▶ **What to do**
Copy out the lines below that hold the word "handle".

Saved entries:
----------

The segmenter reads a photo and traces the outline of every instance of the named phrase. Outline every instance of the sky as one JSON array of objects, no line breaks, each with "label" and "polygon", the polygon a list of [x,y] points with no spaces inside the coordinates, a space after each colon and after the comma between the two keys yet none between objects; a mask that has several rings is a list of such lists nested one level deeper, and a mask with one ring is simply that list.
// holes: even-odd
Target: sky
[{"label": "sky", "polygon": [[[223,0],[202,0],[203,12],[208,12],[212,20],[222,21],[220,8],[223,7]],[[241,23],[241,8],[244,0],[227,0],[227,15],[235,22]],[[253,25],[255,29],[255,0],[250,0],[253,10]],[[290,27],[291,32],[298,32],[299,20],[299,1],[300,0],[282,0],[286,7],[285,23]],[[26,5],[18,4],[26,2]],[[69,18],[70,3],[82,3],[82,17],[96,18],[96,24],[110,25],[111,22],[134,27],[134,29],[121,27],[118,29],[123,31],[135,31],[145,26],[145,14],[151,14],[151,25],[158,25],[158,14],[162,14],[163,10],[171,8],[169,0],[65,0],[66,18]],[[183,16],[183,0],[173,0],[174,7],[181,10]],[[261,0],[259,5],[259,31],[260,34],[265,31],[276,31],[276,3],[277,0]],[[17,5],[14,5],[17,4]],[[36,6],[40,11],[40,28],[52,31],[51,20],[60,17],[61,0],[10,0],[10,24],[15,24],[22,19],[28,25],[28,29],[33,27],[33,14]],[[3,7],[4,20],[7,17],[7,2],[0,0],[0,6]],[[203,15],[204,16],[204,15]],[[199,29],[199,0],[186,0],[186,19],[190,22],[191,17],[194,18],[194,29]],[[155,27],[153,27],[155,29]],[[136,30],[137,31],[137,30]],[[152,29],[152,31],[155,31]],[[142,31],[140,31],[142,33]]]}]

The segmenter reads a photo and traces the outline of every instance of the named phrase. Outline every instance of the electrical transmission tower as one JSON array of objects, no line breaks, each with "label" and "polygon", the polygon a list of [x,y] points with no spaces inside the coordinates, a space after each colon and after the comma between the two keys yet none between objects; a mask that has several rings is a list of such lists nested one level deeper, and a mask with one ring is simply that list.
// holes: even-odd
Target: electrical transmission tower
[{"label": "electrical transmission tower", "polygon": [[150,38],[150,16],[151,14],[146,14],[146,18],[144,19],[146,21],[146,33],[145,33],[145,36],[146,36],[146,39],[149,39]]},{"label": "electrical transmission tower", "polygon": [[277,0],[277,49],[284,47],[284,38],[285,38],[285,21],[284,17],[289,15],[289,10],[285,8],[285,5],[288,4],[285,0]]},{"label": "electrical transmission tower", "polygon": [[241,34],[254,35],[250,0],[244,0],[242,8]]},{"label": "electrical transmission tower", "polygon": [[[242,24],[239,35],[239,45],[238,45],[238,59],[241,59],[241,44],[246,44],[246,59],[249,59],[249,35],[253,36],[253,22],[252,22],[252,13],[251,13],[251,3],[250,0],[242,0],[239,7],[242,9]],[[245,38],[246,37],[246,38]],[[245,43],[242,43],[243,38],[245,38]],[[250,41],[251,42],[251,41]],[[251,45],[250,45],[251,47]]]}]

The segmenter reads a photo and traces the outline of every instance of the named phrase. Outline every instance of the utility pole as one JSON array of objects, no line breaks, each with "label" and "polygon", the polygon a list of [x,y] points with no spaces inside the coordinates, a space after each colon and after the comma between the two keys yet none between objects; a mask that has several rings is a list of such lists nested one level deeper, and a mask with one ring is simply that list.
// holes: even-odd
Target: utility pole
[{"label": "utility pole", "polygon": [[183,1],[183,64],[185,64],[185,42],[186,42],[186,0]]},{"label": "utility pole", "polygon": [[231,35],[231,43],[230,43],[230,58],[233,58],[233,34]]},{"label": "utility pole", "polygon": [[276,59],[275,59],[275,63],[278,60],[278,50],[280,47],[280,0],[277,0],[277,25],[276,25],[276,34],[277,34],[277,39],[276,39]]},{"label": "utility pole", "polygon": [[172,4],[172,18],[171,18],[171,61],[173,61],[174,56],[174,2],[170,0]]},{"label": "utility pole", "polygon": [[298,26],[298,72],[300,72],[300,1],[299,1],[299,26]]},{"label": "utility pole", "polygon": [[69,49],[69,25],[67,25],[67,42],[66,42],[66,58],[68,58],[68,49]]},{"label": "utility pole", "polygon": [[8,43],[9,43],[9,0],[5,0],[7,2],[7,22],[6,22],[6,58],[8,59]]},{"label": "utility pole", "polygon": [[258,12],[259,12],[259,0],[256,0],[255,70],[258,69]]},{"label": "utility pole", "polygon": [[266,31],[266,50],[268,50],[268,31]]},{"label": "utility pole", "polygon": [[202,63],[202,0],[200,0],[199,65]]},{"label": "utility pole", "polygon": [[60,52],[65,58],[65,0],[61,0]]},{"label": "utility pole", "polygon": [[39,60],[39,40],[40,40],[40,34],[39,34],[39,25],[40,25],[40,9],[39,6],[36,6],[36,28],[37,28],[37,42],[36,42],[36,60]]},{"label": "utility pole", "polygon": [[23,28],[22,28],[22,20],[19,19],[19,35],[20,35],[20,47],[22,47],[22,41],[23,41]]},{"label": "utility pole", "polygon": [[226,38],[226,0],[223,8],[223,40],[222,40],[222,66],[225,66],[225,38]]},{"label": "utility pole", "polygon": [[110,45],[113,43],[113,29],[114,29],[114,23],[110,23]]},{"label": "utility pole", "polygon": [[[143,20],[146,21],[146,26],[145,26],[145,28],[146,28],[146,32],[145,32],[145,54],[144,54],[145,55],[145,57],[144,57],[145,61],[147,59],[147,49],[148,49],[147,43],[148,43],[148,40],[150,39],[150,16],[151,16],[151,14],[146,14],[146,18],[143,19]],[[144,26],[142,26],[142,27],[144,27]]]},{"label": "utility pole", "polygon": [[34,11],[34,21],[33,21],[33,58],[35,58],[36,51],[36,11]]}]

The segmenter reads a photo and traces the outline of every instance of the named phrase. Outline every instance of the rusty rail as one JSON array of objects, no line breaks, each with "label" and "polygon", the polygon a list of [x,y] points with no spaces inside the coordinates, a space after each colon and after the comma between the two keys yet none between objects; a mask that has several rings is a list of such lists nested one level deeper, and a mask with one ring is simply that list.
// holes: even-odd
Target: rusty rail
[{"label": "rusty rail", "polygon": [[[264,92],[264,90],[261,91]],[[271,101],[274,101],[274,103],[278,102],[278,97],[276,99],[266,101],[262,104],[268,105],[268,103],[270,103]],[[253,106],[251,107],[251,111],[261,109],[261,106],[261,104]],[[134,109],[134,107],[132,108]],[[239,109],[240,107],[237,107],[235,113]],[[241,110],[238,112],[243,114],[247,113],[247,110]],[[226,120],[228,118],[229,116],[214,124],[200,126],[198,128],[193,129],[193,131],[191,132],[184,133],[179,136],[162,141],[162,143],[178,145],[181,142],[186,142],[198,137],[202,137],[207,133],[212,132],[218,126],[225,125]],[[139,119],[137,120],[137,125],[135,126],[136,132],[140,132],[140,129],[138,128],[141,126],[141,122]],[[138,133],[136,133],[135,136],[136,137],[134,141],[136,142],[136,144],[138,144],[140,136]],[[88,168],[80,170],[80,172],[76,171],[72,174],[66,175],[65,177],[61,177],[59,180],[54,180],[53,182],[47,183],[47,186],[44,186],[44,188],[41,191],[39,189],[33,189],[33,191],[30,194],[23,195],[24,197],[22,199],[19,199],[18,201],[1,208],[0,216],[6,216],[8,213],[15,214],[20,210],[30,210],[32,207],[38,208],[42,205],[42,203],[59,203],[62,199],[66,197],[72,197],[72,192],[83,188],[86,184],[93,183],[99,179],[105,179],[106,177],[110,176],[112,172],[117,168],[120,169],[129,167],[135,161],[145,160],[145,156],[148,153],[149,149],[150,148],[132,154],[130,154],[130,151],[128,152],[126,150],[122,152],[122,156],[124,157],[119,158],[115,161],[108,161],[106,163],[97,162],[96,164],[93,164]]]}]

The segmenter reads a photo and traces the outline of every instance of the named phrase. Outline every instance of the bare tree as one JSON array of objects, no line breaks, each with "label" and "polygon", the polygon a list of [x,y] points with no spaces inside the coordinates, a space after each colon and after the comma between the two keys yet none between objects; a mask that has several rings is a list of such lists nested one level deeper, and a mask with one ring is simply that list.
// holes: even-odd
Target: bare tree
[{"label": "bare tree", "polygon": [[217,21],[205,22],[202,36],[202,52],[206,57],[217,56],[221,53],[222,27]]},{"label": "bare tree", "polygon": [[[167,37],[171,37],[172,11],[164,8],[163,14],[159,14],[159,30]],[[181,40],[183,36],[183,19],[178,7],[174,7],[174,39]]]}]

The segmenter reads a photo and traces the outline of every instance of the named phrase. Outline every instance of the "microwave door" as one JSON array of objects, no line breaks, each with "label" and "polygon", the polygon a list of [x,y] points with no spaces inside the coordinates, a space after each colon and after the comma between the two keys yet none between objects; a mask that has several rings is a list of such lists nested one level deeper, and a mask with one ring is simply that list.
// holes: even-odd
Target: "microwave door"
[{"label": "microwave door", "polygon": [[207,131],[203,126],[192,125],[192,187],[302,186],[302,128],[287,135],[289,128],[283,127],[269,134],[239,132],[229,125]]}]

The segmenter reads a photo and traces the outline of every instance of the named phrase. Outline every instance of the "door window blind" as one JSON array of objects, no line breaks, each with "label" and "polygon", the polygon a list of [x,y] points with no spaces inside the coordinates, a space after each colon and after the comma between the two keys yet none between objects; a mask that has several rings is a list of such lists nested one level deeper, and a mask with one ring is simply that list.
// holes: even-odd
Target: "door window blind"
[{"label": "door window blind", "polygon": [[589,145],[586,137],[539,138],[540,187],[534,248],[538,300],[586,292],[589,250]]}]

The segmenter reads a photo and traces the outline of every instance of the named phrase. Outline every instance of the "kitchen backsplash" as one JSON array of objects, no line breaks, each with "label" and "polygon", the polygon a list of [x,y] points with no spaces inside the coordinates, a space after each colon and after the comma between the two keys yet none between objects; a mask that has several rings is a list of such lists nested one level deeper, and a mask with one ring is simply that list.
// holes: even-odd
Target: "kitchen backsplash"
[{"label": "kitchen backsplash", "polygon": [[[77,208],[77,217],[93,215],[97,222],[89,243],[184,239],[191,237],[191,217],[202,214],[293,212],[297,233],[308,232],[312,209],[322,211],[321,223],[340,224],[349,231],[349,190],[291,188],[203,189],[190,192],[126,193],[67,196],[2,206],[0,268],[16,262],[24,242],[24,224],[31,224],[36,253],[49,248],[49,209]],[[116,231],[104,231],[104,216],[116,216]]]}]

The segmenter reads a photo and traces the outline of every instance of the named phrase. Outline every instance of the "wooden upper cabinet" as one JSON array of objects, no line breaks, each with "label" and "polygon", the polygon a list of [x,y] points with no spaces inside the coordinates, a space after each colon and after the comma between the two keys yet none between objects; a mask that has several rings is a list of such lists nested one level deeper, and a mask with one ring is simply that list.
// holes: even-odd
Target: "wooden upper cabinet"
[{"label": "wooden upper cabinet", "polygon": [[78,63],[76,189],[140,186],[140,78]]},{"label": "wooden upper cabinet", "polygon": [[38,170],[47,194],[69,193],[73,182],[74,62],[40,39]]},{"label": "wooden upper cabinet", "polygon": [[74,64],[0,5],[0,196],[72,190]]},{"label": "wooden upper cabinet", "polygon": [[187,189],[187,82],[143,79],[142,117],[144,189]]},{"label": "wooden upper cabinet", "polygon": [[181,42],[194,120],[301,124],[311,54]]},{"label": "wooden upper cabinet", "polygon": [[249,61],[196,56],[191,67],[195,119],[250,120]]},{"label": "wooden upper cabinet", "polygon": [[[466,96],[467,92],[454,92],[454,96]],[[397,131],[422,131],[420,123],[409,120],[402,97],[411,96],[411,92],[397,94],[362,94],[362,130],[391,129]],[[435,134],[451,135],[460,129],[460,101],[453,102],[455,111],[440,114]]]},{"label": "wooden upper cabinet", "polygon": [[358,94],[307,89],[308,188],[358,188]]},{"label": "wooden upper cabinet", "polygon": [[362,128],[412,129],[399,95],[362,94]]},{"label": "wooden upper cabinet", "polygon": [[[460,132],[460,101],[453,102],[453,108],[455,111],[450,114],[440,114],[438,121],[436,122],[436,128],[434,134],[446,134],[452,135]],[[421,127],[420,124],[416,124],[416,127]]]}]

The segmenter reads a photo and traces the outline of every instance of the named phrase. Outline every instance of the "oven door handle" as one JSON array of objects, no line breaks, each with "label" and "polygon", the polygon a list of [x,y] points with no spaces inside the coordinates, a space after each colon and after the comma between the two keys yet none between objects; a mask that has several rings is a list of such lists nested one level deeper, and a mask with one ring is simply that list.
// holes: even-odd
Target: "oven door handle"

----------

▶ **Answer to the exercise**
The segmenter reads a photo and traces the outline of every instance of the named phrase. Outline every instance of the "oven door handle" as one JSON array of objects, no line breaks, each with "label" and "polygon", the polygon a list of [x,y] points with no spaces inside the coordinates, a space after each colon and after the comma between the two keys yet none between objects; a mask that has several rings is a list of such lists nested one level deeper, and a mask with one ring is simply that list.
Target: "oven door handle"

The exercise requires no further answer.